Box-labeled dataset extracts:
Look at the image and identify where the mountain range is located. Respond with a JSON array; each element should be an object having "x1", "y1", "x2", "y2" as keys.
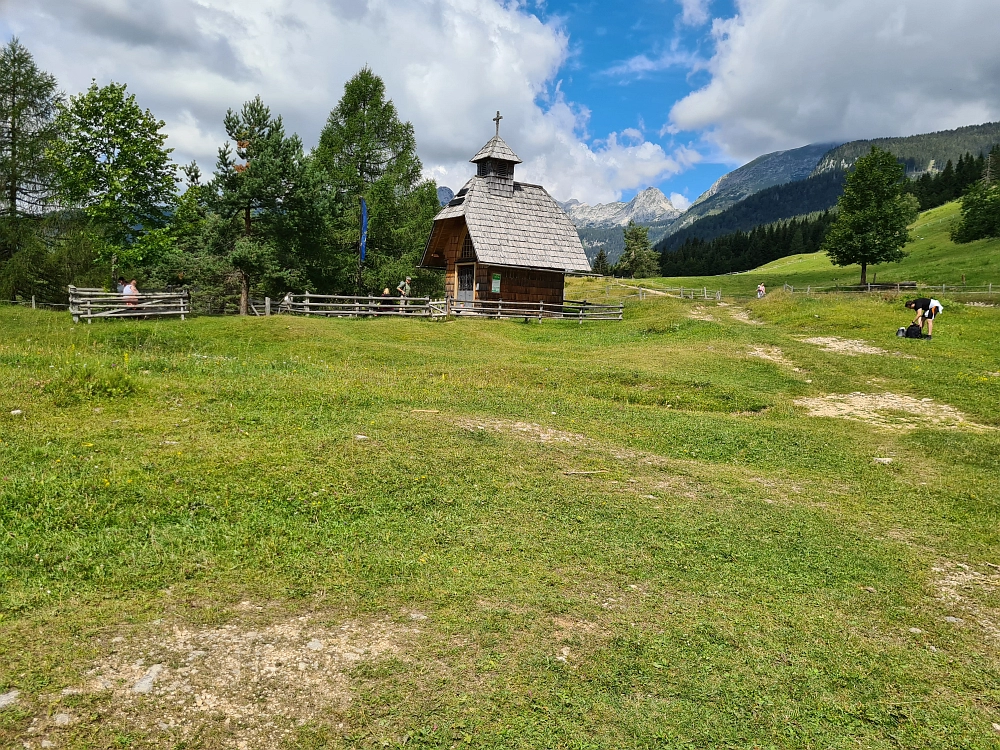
[
  {"x1": 438, "y1": 123, "x2": 1000, "y2": 263},
  {"x1": 559, "y1": 187, "x2": 684, "y2": 227}
]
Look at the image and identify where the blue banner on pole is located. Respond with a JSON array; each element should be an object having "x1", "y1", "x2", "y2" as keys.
[{"x1": 361, "y1": 198, "x2": 368, "y2": 263}]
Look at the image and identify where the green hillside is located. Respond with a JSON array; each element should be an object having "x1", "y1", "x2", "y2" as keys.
[
  {"x1": 569, "y1": 206, "x2": 1000, "y2": 298},
  {"x1": 0, "y1": 294, "x2": 1000, "y2": 750}
]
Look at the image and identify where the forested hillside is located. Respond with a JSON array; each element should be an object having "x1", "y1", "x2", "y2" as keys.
[
  {"x1": 813, "y1": 122, "x2": 1000, "y2": 175},
  {"x1": 656, "y1": 172, "x2": 844, "y2": 253},
  {"x1": 0, "y1": 39, "x2": 441, "y2": 313},
  {"x1": 660, "y1": 211, "x2": 834, "y2": 276}
]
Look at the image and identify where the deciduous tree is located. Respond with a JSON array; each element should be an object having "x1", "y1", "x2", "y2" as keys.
[
  {"x1": 49, "y1": 83, "x2": 175, "y2": 264},
  {"x1": 823, "y1": 146, "x2": 918, "y2": 284}
]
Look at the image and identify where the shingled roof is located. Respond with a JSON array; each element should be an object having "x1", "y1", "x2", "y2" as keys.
[
  {"x1": 469, "y1": 133, "x2": 521, "y2": 164},
  {"x1": 425, "y1": 178, "x2": 590, "y2": 272}
]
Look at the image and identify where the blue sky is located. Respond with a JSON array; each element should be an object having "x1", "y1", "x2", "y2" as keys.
[
  {"x1": 533, "y1": 0, "x2": 740, "y2": 206},
  {"x1": 0, "y1": 0, "x2": 1000, "y2": 204}
]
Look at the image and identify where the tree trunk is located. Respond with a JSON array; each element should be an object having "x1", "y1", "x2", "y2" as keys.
[{"x1": 240, "y1": 271, "x2": 250, "y2": 315}]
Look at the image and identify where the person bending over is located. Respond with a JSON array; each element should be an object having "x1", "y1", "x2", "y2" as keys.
[{"x1": 906, "y1": 297, "x2": 944, "y2": 338}]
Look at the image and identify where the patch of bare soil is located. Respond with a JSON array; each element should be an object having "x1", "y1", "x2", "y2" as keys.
[
  {"x1": 35, "y1": 615, "x2": 419, "y2": 750},
  {"x1": 803, "y1": 336, "x2": 916, "y2": 359},
  {"x1": 931, "y1": 562, "x2": 1000, "y2": 642},
  {"x1": 729, "y1": 307, "x2": 764, "y2": 326},
  {"x1": 794, "y1": 393, "x2": 989, "y2": 430},
  {"x1": 455, "y1": 419, "x2": 587, "y2": 445},
  {"x1": 747, "y1": 346, "x2": 798, "y2": 370},
  {"x1": 688, "y1": 305, "x2": 715, "y2": 323}
]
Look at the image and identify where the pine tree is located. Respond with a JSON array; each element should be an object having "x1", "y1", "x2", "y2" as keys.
[
  {"x1": 313, "y1": 67, "x2": 441, "y2": 293},
  {"x1": 823, "y1": 146, "x2": 918, "y2": 284},
  {"x1": 615, "y1": 221, "x2": 660, "y2": 279},
  {"x1": 211, "y1": 96, "x2": 324, "y2": 315},
  {"x1": 590, "y1": 247, "x2": 611, "y2": 276},
  {"x1": 0, "y1": 37, "x2": 61, "y2": 225}
]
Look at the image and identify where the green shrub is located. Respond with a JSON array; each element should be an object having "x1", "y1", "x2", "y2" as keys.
[{"x1": 44, "y1": 364, "x2": 136, "y2": 406}]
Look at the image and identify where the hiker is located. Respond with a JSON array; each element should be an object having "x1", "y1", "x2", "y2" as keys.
[
  {"x1": 396, "y1": 276, "x2": 410, "y2": 307},
  {"x1": 906, "y1": 297, "x2": 944, "y2": 338},
  {"x1": 122, "y1": 279, "x2": 139, "y2": 307},
  {"x1": 379, "y1": 287, "x2": 392, "y2": 310}
]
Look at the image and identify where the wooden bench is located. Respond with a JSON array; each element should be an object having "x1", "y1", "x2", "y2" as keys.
[{"x1": 69, "y1": 286, "x2": 191, "y2": 323}]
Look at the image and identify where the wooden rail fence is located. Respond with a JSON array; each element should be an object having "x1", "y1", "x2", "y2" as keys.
[
  {"x1": 282, "y1": 294, "x2": 623, "y2": 323},
  {"x1": 69, "y1": 286, "x2": 191, "y2": 323}
]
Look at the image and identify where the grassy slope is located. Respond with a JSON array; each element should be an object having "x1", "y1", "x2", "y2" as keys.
[
  {"x1": 0, "y1": 294, "x2": 1000, "y2": 748},
  {"x1": 573, "y1": 202, "x2": 1000, "y2": 299}
]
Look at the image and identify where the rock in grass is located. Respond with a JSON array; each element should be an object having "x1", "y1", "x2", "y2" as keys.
[{"x1": 132, "y1": 664, "x2": 163, "y2": 693}]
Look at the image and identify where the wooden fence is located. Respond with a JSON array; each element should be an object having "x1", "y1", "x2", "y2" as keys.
[
  {"x1": 278, "y1": 294, "x2": 623, "y2": 323},
  {"x1": 69, "y1": 286, "x2": 191, "y2": 323}
]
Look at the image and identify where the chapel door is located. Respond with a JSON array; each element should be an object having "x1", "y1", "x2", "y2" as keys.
[{"x1": 458, "y1": 263, "x2": 476, "y2": 302}]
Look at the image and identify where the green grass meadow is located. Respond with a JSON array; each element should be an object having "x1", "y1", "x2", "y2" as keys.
[
  {"x1": 573, "y1": 201, "x2": 1000, "y2": 301},
  {"x1": 0, "y1": 286, "x2": 1000, "y2": 749}
]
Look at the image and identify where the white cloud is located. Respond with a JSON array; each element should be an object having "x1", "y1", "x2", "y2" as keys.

Task requirements> Extract every line from the one with "Look at the image and identify where the wooden rail" down to the final line above, both included, exactly as written.

Final answer>
Look at the image and identify where the wooden rail fence is located. Respond with a JSON array; each element should be an object having "x1", "y1", "x2", "y2" as keys.
[
  {"x1": 282, "y1": 294, "x2": 623, "y2": 323},
  {"x1": 69, "y1": 286, "x2": 191, "y2": 323}
]
Look at the image and identify where the grassy slope is located. Respond with a JSON array; each element should be an object having "x1", "y1", "x2", "y2" as keys.
[
  {"x1": 0, "y1": 294, "x2": 1000, "y2": 748},
  {"x1": 573, "y1": 202, "x2": 1000, "y2": 299}
]
Look at the image and identify where the rock in grass is located. Respond with a JSON array; each element should be an object having "x1", "y1", "x2", "y2" as keys.
[{"x1": 132, "y1": 664, "x2": 163, "y2": 693}]
Look at the image and identify where the wooden fence is located. Respond with a JSON array; each element should be an object having "x1", "y1", "x2", "y2" as keys.
[
  {"x1": 278, "y1": 294, "x2": 623, "y2": 323},
  {"x1": 69, "y1": 286, "x2": 191, "y2": 323}
]
Look at the image and identify where the chapel door is located. Respond with a JSON array; each element should be an object having "x1", "y1", "x2", "y2" as keys.
[{"x1": 458, "y1": 263, "x2": 476, "y2": 302}]
Look at the image and identify where the green grass meadow is located. Respond with a JSON array; each element should be an object having "x1", "y1", "x2", "y2" as keys.
[
  {"x1": 573, "y1": 201, "x2": 1000, "y2": 301},
  {"x1": 0, "y1": 286, "x2": 1000, "y2": 749}
]
Look at the image and identify where the white cloud is located. Respond with a JSON array; each element should be an object having "x1", "y1", "x2", "y2" as keys.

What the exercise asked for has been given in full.